■ WRITTEN TASK: Find the line containing "Would you be so kind as to mark the shirt collar". Return it and every line after it, unchanged, up to and including the last line.

· · · · ·

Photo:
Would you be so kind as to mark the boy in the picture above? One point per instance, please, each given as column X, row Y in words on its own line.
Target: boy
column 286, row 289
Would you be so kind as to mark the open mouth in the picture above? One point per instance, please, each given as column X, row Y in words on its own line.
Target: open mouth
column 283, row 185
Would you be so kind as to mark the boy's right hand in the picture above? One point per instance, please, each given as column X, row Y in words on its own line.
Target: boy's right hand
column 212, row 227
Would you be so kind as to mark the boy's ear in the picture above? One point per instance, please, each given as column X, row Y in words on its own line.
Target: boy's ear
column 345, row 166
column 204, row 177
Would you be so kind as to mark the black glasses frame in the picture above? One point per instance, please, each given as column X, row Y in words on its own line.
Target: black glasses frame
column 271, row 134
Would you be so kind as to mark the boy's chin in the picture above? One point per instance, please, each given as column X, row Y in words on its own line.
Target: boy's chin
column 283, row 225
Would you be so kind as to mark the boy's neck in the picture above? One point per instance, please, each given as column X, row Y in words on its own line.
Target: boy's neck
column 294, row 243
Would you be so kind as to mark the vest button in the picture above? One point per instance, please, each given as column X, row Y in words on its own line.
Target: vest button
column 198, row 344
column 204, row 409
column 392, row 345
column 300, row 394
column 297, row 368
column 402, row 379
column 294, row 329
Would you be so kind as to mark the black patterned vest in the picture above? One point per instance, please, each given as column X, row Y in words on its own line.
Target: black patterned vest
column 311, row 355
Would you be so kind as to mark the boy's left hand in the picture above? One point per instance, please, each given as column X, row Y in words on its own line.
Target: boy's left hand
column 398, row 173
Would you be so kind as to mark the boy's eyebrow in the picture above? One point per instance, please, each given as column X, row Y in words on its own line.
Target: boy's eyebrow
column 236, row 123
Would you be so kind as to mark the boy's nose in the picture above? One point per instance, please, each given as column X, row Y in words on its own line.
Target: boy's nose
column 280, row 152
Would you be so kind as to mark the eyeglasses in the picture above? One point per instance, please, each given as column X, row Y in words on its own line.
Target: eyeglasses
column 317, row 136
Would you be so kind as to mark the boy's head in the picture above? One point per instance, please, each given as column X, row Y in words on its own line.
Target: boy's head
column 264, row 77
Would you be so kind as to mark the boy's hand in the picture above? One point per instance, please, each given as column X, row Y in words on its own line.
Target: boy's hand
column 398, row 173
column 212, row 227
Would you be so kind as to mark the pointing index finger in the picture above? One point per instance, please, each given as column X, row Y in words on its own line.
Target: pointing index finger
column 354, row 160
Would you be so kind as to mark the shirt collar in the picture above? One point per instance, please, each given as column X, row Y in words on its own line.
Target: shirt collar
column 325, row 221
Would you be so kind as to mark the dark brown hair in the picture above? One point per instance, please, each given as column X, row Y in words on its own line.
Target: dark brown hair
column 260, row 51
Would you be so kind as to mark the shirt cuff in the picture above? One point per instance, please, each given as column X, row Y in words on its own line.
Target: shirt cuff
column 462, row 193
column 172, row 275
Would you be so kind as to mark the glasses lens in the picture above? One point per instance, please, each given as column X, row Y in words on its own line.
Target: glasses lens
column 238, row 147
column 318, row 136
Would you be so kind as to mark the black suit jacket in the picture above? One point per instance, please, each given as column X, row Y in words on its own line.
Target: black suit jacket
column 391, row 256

· · · · ·

■ TASK RESPONSE:
Would you be so kind as to mark the shirt collar in the picture above? One point per instance, please, each given as column X, row Y in words on its own line.
Target: shirt collar
column 325, row 221
Would you be so kind as to mark the dark brown hair in the picture above? One point per instance, please, each given as column X, row Y in words on its own line.
Target: dark brown hair
column 260, row 51
Would you be so kind as to mark the shirt cuff in the picture above? One point per instance, please, each given as column X, row Y in words on its own line.
Target: shirt cuff
column 462, row 193
column 172, row 275
Would you be so kind as to mark the glasses lens in the picture above? One point per instance, please, each given as column X, row Y in words on its own line.
Target: glasses lens
column 238, row 147
column 318, row 136
Would you be so kind as to mark the black suit jacket in the picture above? One point per instance, please, each given as column X, row Y in words on its own line.
Target: black suit jacket
column 391, row 256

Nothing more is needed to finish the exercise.